WORK REQUIRED: Reproduce the stretch of the business plan text from "A Complete Business" through "pro forma projections.", word for word.

Today, many entrepreneurs fail to see the real value of a business plan.  More often than not, their biggest concern is whether potential investors read their business plan and fully digest it.  This should not be of primary concern to an entrepreneur.  From an investor’s point of view, a business plan is generally considered a check-off point, to be used as a reference document, which is usually thoroughly reviewed during the due diligence process.  From the entrepreneur’s point of view, a successful business plan is to be used as a jumping off point.  It should be seen as document that memorializes the status of your start-up company, the markets, the competition, etc., as you begin to enter the market to roll out your technology, product or service offering to the market.  Additionally, your start-up company’s business plan should be viewed as a reference document, which, if written properly, provides your start-up with a strong basis in which to move forward, and at the same time provides the appropriate amount of flexibility and adaptability to transform with changes in the market.  This article outlines some of the reasons why both flexibility and adaptability are essential for a successful start-up company.

A Complete Business Plan Provides a Basis for Your Start-up to Move Forward

Developing an investor focused business plan takes a significant amount of effort on the part of the entrepreneur.  Having gone through all of the market research, due diligence and planning, your start-up company’s business plan should provide your investors with the best representation of your start-up company, the market, the completion, and your financial projections, etc. This document, as developed, provides a basis for your start-up company to move forward to address the following activities:

  • Raise venture capital,
  • Develop your technology, product or service offering,
  • Develop your sales channels,
  • Roll out your product to market,
  •  Secure customers,
  • Meet your financial pro forma projections.

SUPPLIED DATA:
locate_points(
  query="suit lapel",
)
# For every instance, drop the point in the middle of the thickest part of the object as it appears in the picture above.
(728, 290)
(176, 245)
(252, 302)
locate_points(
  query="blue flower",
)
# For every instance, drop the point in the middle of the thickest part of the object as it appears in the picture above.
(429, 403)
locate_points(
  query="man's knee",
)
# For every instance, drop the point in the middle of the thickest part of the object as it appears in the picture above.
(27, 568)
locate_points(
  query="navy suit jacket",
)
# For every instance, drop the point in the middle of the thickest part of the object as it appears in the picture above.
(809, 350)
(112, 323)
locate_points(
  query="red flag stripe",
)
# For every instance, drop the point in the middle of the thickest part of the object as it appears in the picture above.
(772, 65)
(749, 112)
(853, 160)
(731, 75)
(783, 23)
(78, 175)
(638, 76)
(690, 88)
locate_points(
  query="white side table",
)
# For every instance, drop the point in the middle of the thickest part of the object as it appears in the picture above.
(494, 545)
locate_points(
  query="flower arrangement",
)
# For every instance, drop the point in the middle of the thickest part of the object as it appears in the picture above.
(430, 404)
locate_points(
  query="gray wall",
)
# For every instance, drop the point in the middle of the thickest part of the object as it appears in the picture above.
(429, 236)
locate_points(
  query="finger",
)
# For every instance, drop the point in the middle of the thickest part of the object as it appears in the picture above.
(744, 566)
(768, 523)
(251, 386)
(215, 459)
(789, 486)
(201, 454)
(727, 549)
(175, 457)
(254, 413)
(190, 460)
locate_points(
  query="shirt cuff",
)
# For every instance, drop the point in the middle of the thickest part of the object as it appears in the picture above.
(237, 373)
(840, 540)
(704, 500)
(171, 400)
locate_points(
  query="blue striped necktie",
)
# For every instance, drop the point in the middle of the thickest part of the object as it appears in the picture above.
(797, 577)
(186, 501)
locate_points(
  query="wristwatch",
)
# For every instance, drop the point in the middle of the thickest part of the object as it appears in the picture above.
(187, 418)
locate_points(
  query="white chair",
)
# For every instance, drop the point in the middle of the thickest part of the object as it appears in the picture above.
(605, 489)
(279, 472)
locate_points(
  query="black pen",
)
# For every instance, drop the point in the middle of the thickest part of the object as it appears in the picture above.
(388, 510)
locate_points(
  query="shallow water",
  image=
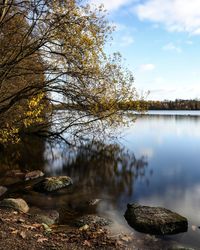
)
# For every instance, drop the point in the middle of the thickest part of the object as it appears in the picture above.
(156, 162)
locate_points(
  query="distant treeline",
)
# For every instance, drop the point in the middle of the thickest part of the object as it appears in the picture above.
(178, 104)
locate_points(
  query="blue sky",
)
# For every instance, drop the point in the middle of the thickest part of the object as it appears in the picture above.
(160, 40)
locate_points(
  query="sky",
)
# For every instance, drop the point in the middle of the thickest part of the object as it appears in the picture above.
(160, 41)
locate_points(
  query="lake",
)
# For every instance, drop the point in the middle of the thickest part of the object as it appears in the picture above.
(155, 162)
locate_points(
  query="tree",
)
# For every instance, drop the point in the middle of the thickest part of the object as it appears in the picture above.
(53, 56)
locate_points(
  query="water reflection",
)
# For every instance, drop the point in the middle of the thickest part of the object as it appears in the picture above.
(110, 170)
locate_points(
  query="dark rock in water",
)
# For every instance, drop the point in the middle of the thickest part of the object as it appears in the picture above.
(17, 204)
(155, 220)
(50, 184)
(92, 220)
(33, 175)
(3, 190)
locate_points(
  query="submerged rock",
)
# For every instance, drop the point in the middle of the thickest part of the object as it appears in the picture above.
(3, 190)
(50, 184)
(155, 220)
(92, 220)
(17, 204)
(33, 175)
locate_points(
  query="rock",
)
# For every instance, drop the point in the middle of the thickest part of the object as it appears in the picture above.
(48, 217)
(50, 184)
(92, 220)
(33, 175)
(15, 173)
(2, 190)
(17, 204)
(94, 202)
(155, 220)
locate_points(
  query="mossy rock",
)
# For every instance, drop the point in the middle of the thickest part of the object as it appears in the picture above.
(17, 204)
(155, 220)
(92, 220)
(50, 184)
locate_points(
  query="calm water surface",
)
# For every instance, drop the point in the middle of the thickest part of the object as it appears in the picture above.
(156, 163)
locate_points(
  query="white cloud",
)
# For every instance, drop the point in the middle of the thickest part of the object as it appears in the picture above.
(126, 41)
(110, 5)
(147, 67)
(172, 47)
(176, 15)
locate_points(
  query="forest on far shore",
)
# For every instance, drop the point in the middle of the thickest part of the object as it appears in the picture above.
(177, 104)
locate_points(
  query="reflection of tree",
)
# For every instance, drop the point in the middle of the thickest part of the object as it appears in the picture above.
(103, 169)
(27, 155)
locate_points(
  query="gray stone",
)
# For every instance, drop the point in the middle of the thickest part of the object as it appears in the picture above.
(155, 220)
(17, 204)
(3, 190)
(50, 184)
(33, 175)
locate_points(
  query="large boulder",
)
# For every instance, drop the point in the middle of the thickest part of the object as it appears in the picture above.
(50, 184)
(17, 204)
(33, 175)
(155, 220)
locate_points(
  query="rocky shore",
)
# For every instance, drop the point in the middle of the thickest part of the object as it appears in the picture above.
(23, 226)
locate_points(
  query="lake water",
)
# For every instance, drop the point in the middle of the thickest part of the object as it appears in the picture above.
(156, 162)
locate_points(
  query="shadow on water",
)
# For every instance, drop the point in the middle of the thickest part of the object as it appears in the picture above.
(99, 171)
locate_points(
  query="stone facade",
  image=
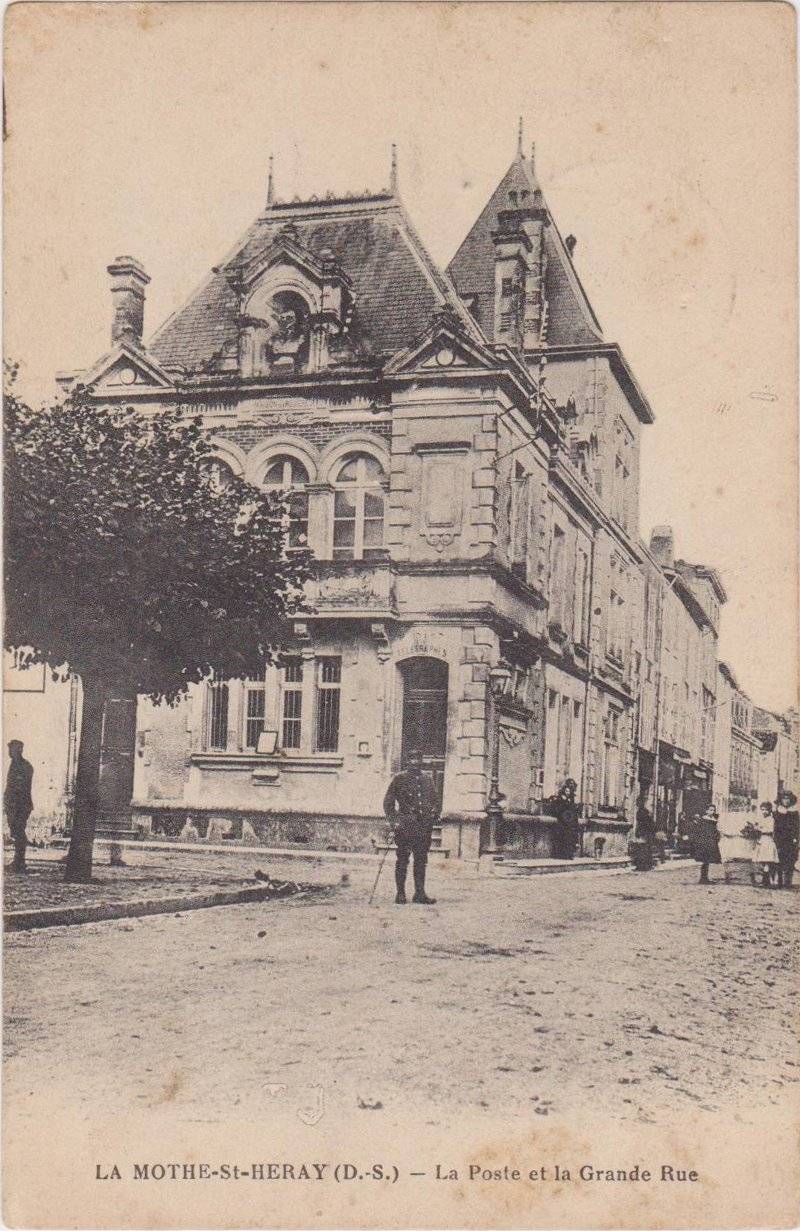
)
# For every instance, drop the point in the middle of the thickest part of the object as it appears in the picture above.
(462, 451)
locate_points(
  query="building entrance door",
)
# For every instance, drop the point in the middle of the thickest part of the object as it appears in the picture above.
(425, 714)
(116, 756)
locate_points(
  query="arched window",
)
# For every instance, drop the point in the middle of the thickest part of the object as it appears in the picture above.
(287, 474)
(358, 509)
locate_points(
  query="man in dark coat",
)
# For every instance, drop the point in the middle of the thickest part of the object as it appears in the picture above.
(411, 809)
(17, 801)
(705, 842)
(787, 835)
(568, 827)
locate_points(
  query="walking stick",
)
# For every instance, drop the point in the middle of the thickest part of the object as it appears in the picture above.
(379, 870)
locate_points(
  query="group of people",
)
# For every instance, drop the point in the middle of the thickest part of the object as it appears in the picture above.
(776, 836)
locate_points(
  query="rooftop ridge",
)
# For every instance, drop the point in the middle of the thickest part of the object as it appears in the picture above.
(298, 204)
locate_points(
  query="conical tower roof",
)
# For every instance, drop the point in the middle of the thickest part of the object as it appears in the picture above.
(571, 320)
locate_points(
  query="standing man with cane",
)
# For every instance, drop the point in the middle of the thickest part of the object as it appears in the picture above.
(411, 809)
(17, 801)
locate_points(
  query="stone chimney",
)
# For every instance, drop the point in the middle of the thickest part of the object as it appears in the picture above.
(128, 281)
(662, 545)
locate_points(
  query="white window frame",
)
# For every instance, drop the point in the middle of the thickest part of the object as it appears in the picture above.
(360, 489)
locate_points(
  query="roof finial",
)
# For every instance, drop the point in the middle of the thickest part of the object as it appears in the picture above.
(270, 185)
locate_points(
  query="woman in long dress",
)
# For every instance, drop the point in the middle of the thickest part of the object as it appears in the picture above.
(766, 853)
(787, 836)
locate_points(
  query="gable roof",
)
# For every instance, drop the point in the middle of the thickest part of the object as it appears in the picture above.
(396, 287)
(571, 320)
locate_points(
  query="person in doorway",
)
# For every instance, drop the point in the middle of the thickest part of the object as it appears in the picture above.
(17, 801)
(411, 809)
(705, 842)
(766, 853)
(787, 835)
(568, 829)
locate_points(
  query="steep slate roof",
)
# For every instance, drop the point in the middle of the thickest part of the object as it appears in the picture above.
(395, 284)
(571, 320)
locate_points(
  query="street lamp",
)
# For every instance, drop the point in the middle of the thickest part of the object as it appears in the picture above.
(499, 683)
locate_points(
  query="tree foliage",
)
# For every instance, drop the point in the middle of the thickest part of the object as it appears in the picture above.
(126, 560)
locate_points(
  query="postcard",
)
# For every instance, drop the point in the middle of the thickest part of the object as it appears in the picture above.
(400, 676)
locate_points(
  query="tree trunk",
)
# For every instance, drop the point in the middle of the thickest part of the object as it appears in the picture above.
(86, 783)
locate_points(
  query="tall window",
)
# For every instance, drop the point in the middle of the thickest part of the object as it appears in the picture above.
(328, 703)
(292, 705)
(255, 712)
(217, 720)
(358, 502)
(616, 635)
(564, 758)
(219, 474)
(581, 596)
(612, 763)
(518, 501)
(558, 576)
(287, 474)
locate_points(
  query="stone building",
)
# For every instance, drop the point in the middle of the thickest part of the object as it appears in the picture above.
(462, 453)
(723, 734)
(682, 603)
(745, 747)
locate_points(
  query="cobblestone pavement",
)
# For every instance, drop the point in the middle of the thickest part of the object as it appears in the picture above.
(644, 994)
(150, 874)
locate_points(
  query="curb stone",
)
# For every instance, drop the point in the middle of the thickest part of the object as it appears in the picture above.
(64, 916)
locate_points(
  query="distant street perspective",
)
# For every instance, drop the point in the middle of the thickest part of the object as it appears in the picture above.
(646, 995)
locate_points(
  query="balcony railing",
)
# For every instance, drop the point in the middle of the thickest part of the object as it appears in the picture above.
(351, 586)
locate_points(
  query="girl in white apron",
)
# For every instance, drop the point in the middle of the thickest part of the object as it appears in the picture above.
(766, 853)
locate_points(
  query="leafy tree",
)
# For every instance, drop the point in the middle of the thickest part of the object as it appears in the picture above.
(127, 558)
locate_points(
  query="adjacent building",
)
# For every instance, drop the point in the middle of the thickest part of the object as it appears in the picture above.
(462, 454)
(682, 621)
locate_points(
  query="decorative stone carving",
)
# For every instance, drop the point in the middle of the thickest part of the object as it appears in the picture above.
(512, 735)
(380, 635)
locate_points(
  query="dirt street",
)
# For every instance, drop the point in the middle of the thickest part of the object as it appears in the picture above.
(643, 992)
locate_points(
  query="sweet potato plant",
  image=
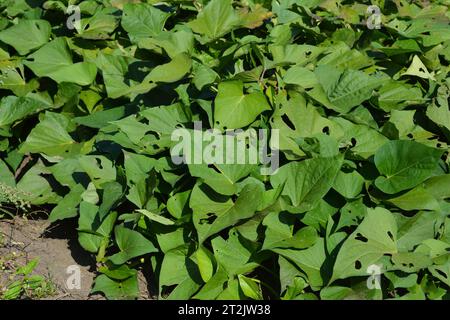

OUTPUT BELOW:
A Complete Business Plan Provides a Basis for Your Start-up to Move Forward

Developing an investor focused business plan takes a significant amount of effort on the part of the entrepreneur.  Having gone through all of the market research, due diligence and planning, your start-up company’s business plan should provide your investors with the best representation of your start-up company, the market, the completion, and your financial projections, etc. This document, as developed, provides a basis for your start-up company to move forward to address the following activities:

  • Raise venture capital,
  • Develop your technology, product or service offering,
  • Develop your sales channels,
  • Roll out your product to market,
  •  Secure customers,
  • Meet your financial pro forma projections.